What is expected = Copy out the lines below without any change, starting at the line that contains "Practice. Locate the brown" and ending with the line that contains "[(483, 424), (432, 412)]", both of those lines included.

Raw records:
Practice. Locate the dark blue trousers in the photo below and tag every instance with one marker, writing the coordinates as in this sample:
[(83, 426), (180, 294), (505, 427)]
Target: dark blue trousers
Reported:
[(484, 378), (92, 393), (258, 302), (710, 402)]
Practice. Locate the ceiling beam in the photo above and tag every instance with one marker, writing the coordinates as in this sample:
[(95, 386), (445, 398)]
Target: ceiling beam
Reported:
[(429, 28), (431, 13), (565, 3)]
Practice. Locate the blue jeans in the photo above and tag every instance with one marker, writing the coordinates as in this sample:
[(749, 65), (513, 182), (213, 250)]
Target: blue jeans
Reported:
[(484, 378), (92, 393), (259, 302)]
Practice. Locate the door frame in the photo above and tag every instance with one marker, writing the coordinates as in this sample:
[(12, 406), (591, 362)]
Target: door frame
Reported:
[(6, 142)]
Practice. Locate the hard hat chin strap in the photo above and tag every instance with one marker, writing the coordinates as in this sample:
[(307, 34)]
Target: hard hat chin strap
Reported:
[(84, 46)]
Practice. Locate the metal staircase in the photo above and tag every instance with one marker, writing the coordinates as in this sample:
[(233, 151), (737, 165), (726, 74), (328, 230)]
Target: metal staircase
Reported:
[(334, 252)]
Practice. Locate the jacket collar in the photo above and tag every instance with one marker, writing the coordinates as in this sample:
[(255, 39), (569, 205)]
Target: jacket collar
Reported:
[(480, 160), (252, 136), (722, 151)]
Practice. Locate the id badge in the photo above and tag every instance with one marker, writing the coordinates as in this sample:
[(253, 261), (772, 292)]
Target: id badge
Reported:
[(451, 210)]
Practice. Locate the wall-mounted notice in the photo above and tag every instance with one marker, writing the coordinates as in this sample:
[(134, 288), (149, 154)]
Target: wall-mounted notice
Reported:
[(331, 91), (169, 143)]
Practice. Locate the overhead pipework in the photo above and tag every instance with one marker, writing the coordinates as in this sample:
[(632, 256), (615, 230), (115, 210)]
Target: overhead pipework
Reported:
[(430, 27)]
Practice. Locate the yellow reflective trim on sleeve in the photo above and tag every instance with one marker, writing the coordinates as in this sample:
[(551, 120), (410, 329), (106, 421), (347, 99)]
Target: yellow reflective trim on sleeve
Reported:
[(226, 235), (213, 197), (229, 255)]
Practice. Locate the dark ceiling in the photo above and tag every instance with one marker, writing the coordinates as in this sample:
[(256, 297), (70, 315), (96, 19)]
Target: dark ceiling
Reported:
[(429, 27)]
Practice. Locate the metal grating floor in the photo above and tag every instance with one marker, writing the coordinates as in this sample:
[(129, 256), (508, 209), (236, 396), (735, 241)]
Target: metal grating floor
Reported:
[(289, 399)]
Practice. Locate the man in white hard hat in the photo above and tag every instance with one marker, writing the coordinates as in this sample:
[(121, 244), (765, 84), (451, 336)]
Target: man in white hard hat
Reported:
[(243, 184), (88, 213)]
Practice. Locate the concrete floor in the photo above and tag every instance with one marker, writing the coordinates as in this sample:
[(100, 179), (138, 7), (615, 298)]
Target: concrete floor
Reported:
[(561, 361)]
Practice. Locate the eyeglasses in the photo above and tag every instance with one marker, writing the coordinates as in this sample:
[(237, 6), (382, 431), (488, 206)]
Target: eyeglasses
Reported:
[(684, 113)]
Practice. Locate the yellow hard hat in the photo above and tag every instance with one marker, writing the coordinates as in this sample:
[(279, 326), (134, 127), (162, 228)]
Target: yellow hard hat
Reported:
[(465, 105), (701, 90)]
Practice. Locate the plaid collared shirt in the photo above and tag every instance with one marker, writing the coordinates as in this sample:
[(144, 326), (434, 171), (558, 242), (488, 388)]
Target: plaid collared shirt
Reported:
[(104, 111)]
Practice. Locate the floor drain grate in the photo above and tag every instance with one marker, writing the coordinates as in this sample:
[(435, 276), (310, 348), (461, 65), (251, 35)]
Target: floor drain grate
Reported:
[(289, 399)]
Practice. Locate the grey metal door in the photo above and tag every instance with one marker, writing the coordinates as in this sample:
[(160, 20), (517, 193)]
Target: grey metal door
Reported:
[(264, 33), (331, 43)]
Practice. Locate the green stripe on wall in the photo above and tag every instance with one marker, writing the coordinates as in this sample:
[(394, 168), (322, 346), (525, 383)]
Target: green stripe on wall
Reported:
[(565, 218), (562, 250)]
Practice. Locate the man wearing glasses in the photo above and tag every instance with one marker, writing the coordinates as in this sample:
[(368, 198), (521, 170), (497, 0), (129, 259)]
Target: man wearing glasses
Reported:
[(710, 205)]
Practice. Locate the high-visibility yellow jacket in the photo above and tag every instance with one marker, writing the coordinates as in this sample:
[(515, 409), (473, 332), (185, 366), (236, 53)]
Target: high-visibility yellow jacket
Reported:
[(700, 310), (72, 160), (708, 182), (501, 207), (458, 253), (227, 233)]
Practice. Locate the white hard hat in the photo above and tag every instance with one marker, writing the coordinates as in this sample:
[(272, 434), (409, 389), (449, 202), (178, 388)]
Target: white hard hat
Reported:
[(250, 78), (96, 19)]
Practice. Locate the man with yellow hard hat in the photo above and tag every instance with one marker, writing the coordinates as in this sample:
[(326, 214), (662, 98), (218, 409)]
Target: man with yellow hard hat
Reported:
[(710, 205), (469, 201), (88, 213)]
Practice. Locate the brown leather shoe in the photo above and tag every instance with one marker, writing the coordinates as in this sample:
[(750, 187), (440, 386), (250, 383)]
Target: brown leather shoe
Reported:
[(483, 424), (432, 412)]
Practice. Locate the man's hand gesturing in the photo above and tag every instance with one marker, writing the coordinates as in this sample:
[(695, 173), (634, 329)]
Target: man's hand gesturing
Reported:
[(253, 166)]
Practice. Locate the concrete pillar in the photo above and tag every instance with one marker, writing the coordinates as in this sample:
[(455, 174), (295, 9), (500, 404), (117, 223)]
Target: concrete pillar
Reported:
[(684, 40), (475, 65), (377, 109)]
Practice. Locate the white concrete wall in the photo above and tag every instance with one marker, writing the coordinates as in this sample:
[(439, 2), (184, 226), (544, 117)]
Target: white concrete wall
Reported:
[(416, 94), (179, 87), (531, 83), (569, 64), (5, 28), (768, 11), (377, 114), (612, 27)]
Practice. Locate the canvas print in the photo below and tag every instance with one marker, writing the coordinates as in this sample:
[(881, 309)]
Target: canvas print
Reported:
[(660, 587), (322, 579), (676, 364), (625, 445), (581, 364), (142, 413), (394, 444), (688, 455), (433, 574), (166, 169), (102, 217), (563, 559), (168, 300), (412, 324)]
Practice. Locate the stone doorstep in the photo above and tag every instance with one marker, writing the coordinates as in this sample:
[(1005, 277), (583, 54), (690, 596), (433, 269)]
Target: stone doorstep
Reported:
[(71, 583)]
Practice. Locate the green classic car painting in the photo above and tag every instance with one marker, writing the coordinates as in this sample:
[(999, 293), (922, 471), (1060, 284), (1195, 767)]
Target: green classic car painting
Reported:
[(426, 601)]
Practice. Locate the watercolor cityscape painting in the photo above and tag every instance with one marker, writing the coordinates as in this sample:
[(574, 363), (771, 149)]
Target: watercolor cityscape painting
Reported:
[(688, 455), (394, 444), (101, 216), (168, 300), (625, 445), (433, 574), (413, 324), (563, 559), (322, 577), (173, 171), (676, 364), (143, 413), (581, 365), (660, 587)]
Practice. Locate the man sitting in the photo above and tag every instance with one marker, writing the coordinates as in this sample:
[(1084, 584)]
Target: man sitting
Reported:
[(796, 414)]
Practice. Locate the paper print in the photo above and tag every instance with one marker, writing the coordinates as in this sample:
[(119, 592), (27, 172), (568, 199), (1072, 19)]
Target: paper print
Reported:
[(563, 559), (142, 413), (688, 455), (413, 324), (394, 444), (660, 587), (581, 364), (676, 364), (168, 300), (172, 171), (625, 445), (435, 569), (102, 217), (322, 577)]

Complete output =
Practice. Locate the brown leather shoe in the photo above and tag every instance with one marker, writing the coordinates as in this sample:
[(750, 187), (440, 386), (250, 383)]
Target: brown leather shoe
Reported:
[(483, 424), (432, 412)]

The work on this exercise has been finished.